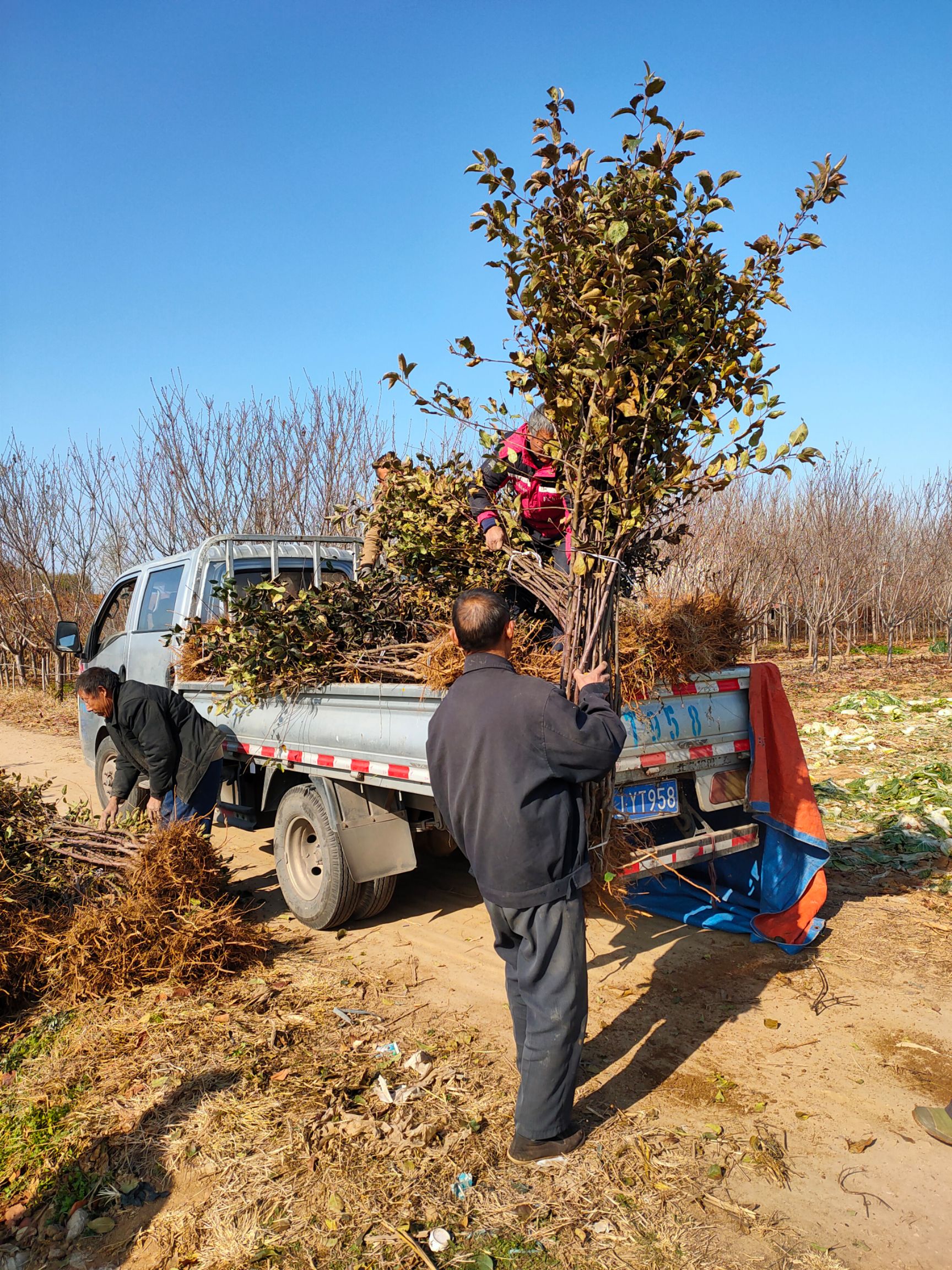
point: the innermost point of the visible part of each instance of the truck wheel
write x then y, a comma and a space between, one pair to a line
106, 772
311, 869
374, 897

● What the task requires
Word-for-word transcription: the whole listing, with images excluded.

● The answer
point: the innermost point of the visible part of each instance of the truck wheel
write x then y, a comma and a space between, one pair to a line
106, 772
311, 869
374, 897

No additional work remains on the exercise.